** Data supplied **
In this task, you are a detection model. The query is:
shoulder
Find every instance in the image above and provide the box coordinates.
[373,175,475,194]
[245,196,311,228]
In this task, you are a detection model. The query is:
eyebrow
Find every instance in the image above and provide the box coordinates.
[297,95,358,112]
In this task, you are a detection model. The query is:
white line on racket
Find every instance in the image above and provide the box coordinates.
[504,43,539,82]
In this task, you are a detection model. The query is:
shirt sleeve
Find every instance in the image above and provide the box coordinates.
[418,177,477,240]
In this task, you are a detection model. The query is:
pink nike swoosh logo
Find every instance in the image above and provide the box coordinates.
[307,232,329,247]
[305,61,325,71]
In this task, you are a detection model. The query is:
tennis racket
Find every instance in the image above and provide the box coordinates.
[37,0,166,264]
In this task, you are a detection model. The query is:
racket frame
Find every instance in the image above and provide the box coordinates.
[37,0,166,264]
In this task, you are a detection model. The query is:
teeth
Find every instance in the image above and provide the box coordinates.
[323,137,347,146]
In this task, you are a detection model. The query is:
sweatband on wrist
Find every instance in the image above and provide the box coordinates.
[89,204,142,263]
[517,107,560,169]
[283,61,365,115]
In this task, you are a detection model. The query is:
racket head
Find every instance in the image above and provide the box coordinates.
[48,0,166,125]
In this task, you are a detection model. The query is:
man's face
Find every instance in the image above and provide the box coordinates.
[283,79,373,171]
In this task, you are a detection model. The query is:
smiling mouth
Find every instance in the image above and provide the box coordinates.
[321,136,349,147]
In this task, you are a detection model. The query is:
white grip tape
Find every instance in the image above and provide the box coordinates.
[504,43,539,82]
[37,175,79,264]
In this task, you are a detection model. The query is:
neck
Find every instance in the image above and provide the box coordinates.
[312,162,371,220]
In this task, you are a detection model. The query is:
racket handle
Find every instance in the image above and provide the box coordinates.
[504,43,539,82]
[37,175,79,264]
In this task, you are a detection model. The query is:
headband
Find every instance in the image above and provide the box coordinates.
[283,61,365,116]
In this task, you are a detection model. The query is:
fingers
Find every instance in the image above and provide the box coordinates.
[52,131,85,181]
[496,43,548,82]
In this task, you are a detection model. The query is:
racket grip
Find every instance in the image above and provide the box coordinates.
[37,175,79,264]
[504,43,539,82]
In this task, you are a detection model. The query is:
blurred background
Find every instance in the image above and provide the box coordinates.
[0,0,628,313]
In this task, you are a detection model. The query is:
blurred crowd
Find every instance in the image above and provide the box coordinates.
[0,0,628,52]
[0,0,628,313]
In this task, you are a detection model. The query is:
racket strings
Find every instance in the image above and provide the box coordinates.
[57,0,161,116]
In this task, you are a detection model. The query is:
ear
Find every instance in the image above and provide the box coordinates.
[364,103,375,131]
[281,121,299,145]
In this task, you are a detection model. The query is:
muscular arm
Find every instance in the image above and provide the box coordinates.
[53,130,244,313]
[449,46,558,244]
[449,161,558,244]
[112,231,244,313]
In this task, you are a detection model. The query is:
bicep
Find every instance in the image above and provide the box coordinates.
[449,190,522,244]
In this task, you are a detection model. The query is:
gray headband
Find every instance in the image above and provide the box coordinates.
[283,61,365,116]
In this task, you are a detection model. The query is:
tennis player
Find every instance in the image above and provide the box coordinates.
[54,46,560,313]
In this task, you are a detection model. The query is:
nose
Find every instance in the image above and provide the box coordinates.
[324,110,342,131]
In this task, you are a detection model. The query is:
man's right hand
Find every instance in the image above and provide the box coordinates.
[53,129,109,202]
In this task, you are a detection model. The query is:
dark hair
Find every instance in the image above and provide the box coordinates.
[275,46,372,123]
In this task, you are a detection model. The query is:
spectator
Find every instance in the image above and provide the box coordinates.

** Description of the task **
Turn the lines running from the start of the entries through the line containing "[245,196,311,228]", inclusive, into a numbered list, leaving out any blank lines.

** Task response **
1. In this task, you are a detection model. The query is:
2. shoulder
3. Find every instance in the image above and provide the box coordinates.
4. [373,175,475,194]
5. [245,196,311,228]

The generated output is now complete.